→ **Stated goal 1**
In the passage on Hawking's claim of self-creation, what does Hawking name as the reason there is something rather than nothing?
→ **Stated goal 2**
Please carry on the passage on Hawking's claim of self-creation, picking up after its final sentence.

Yet such nonsensical arguments as those offered by Hawking highlight why we are so desperately in need of sound philosophical thought, far better than any apologia for philosophical study could. Take the following example in the Professor’s own words: ‘Because there is a law such as gravity, the Universe can and will create itself from nothing. Spontaneous creation is the reason there is something rather than nothing, why the Universe exists, why we exist’. The observant reader may have thought the present writer guilty of a typing error when he read the assertion that ‘the Universe will create itself from nothing’, but those are Hawking’s very words. This is, of course, simply a stream of words which signifies nothing. Precisely because there is nothing, as the esteemed Professor points out, there is no ‘it’ to create itself. For something to create itself, whether from nothing or from pre-existing matter, is a meaningless juxtaposition of words, because it holds that something can exist prior to its own existence in order to cause itself to come into existence. Moreover, how could there be such a thing as the law of gravity, when there was nothing?

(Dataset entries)
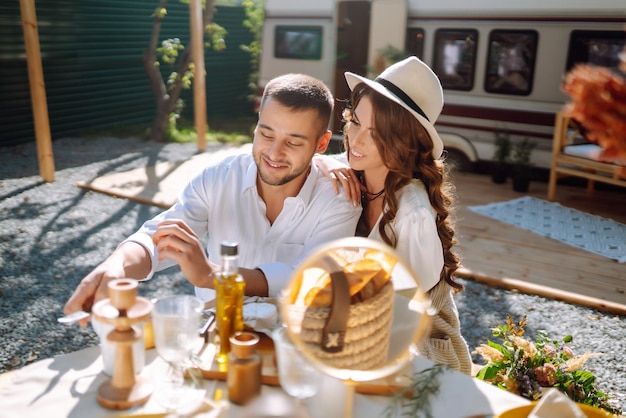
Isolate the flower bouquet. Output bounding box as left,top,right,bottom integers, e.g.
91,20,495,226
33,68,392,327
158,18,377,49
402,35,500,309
476,315,621,415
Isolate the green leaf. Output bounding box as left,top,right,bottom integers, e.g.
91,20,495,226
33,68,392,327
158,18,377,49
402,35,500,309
476,364,500,380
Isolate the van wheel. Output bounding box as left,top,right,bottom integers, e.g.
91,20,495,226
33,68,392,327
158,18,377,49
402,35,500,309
444,149,474,172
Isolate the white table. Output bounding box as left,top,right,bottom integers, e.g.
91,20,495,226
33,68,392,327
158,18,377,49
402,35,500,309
0,347,529,418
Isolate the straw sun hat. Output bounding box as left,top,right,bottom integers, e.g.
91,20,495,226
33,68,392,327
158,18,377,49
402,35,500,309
345,57,443,159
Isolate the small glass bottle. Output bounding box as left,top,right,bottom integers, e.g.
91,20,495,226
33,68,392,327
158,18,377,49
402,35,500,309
226,332,261,405
214,241,246,364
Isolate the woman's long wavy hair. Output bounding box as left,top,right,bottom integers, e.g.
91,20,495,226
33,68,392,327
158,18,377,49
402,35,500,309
344,83,463,292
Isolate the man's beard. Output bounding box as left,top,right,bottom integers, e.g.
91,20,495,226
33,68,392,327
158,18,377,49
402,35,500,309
254,157,309,186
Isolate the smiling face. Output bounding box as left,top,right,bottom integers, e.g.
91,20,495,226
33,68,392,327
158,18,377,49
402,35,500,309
347,96,389,179
252,98,330,186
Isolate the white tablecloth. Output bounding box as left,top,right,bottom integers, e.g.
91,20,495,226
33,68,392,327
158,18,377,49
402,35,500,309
0,347,529,418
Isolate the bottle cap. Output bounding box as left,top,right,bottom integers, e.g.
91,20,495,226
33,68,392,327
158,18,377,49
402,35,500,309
221,241,239,255
230,331,259,359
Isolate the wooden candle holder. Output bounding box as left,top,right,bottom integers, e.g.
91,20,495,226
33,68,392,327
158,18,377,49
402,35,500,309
92,279,152,409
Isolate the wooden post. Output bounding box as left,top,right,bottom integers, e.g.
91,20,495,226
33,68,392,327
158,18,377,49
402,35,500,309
189,0,207,151
20,0,54,182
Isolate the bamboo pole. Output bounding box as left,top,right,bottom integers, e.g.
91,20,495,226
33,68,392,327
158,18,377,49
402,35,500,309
189,0,207,151
20,0,54,182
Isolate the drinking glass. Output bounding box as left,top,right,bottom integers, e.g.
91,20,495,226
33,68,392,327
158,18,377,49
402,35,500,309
272,327,321,409
152,295,204,411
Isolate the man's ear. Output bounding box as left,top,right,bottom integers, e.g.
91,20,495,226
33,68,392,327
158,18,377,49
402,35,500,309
315,131,333,154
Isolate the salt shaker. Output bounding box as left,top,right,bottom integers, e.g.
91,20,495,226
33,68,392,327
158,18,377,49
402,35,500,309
226,332,261,405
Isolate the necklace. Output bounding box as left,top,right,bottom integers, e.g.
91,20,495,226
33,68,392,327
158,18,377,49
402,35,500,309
363,187,385,202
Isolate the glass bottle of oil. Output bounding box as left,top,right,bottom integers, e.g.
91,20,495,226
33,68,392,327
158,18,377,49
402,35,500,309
214,241,246,365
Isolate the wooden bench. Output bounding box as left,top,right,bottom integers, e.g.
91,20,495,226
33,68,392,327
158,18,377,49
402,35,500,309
548,111,626,201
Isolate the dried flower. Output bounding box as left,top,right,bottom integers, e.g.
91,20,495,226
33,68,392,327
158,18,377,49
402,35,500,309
476,315,621,415
562,49,626,177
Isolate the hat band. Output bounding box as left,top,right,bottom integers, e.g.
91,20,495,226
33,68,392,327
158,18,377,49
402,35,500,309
374,77,430,122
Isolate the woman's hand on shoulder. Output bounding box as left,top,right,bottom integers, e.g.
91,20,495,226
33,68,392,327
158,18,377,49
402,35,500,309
313,155,362,206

→ **Exercise response 1**
Spontaneous creation.

→ **Exercise response 2**
Among Professor Hawking’s other howlers are his bizarre assertion that ‘the multiverse concept can explain the fine tuning of physical law without the need for a benevolent creator who made the Universe for our benefit’. The ‘multiverse concept’, for the uninitiated, is better known in popular parlance as the idea of ‘parallel universes’. In other words, some opine that there exist, outside of our own Universe, a very large number of other possible universes, with divers characteristics. All possible universes considered, it is argued, it is not surprising that one of them —ours — has the capacity for sustaining life. Why is this bizarre? Hawking claims that ‘[it] is not necessary to invoke God’ to explain the origins of the Universe, yet he seems to see no contradiction in invoking the arguably ludicrous idea of multiple universes. As G. K. Chesterton famously said, ‘When people stop believing in God, they don’t believe in nothing — they believe in anything’.

It is with some amusement then, that we observe the contradiction of prominent members of the modern scientific establishment sneering at the faith of religious believers as a mindless superstition, while one who has been described by ABC News as ‘the smartest man in the world’ is able to say, apparently without joking, that the concept of multiple hypothetical universes, none of which has ever been demonstrated to exist, and indeed for the existence of which there is not the slightest shred of empirical evidence, simply explains everything we need to know. Who is really the believer in foolish fables, we might legitimately ask?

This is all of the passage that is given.